- **PROBLEM**: Below is a set of records; restate each one word for word.

- **DATA SHOWN**:
____

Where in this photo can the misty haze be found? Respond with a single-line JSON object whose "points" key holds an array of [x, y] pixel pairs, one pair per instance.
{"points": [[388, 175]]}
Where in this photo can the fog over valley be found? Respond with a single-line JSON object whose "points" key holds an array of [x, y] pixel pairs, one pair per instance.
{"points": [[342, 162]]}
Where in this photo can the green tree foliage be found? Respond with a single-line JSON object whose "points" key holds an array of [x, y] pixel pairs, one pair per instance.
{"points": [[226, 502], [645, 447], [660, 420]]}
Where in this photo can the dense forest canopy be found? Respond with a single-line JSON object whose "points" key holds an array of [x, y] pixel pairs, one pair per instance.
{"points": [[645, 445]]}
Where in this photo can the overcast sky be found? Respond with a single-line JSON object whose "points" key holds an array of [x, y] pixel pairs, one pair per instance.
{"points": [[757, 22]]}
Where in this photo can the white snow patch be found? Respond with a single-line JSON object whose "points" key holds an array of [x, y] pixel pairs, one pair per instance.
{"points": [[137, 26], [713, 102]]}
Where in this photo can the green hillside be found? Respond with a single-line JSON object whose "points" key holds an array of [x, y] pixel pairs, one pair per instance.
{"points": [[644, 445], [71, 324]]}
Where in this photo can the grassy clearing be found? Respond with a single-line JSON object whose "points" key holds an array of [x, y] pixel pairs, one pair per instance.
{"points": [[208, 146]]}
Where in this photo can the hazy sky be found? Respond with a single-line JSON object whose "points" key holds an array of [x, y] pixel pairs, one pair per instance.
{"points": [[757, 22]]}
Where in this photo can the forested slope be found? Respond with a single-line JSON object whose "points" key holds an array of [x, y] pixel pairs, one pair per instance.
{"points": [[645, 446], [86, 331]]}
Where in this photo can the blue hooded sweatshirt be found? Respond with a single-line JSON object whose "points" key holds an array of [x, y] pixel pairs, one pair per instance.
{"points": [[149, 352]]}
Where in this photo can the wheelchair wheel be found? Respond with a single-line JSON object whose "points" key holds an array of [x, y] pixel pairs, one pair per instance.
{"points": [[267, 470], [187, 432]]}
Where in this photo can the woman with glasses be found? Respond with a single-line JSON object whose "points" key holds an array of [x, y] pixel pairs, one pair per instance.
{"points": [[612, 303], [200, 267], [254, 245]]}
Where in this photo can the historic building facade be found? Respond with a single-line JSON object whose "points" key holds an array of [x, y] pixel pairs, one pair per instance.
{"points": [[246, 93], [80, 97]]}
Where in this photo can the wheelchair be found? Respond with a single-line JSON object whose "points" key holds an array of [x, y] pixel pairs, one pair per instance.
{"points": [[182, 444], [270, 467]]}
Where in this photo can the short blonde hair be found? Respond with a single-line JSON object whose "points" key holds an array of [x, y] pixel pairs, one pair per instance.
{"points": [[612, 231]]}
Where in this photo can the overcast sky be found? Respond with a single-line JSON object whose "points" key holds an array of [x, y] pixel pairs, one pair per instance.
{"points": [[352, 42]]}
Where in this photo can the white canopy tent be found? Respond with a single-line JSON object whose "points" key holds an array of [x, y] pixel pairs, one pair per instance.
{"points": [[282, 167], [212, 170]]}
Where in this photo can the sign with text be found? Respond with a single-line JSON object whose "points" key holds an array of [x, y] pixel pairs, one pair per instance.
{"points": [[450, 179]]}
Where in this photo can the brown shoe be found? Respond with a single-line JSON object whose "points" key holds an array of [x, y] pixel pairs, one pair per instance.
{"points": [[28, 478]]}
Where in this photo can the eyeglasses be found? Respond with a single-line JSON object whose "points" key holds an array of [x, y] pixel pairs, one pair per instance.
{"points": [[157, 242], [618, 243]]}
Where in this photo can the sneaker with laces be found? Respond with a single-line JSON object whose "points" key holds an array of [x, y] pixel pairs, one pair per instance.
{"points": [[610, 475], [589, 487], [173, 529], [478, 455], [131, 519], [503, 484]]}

____

- **RESULT BELOW**:
Where in this photo can the misty haze be found? Respond with a single-line JSON object whose "points" key holds an array of [x, y] pixel pairs, one pair per instance.
{"points": [[388, 175]]}
Where in this photo can the fog over valley be found? Respond with a single-line JSON object whose "points" key holds an array of [x, y] pixel pairs, one pair per instance.
{"points": [[342, 162]]}
Where in this photo can the green tree foliage be found? Respond with a single-line JSON object whose "points" key holds an array of [x, y] pixel pairs, one pair per instance.
{"points": [[226, 502], [645, 447], [660, 420]]}
Where in this photo can the dense forest canopy be found? Respond with a single-line JSON object whose "points" key holds an array of [x, y] pixel pairs, one pair per instance.
{"points": [[645, 445]]}
Where in this photo can the overcast sky be found? Respond with a single-line JSON object whose "points" key holds an array of [x, y] pixel pairs, one pair per instance.
{"points": [[757, 22]]}
Where in this photo can the white snow patch be found? Respond with a single-line JSON object whose "points" key holds an array of [x, y] pixel pairs, one pair per instance.
{"points": [[137, 26], [713, 102]]}
Where in this photo can the green hillside be found? Respond with a single-line JSON object whose "points" key holds an array of [x, y] pixel pairs, one pair per instance.
{"points": [[644, 445], [71, 324]]}
Where in this photo can the grassy clearing be found? Respond with a single-line JSON object whose "points" key holds an array of [x, y] pixel pairs, one pair per instance.
{"points": [[208, 146]]}
Where in this photo can the hazy sky be found? Respond with a single-line JSON object whose "points" key holds an array of [x, y] pixel pairs, one pair per instance.
{"points": [[757, 22]]}
Where in this photo can the forested slope be found? Respond with a single-line JSON object whose "points" key holds an array of [x, y] pixel pairs, one pair per instance.
{"points": [[645, 446], [86, 331]]}
Where in this photo can the blue hooded sweatshirt be found? Respond with a single-line JSON object whose "points" key holds an array of [x, y] pixel pairs, one pair per instance.
{"points": [[149, 352]]}
Where in this photo can the wheelchair wheel be found? Respond with a single-line JSON object whose "points" key holds an array of [x, y] pixel pairs, one pair per instance.
{"points": [[267, 470], [187, 432]]}
Where in this photo can the woman with glasses be found? Respond with a single-line JSON object whose "points" key holds an array of [x, y] pixel pairs, one pair per instance.
{"points": [[612, 303], [200, 267], [254, 245]]}
Where in this photo can the historic building facade be found? Respond with a single-line JSON object whose "points" key holds an array of [x, y] pixel pairs, one pair per instance.
{"points": [[246, 93], [80, 97]]}
Where in this photo can the wheelchair be found? Respond with a single-line JSON object whose "points" key holds an array of [x, y] pixel pairs, one pair per instance.
{"points": [[182, 444], [270, 467]]}
Where in this photo can the short blonde hair be found? Respond with a single-line JSON object whose "points" key holds an array of [x, y] pixel pairs, one pair per instance.
{"points": [[612, 231]]}
Where in this photo can the overcast sky be found? Respond with a single-line JSON object whose "points" key holds an array of [x, y] pixel pairs, one pair per instance.
{"points": [[352, 42]]}
Where in this photo can the white canopy tent be found? Respond with a single-line JSON object whose "points" key holds an array of [x, y] pixel pairs, one pair per instance.
{"points": [[282, 167], [212, 170]]}
Where in this photo can the sign with text be found? Respond with a single-line JSON object whose "points" key holds an array of [x, y] pixel pairs, one pair per instance.
{"points": [[450, 179]]}
Where in this photo can the brown shoe be found? Respond with a single-line JSON object whose "points" key holds an array of [x, y] pixel pairs, one pair per instance.
{"points": [[28, 478]]}
Where in this photo can the eyeglasses be found? Respond with a single-line JSON object whose "points" key holds an array of [x, y] pixel pairs, one pair per instance.
{"points": [[157, 242], [618, 243]]}
Where in this photo can the sneaker with laces be found? Respond with a single-line JSON object whose "points" key holds an array of [x, y] pixel pairs, one pair per instance.
{"points": [[610, 475], [589, 487], [173, 529], [478, 455], [131, 519], [503, 484]]}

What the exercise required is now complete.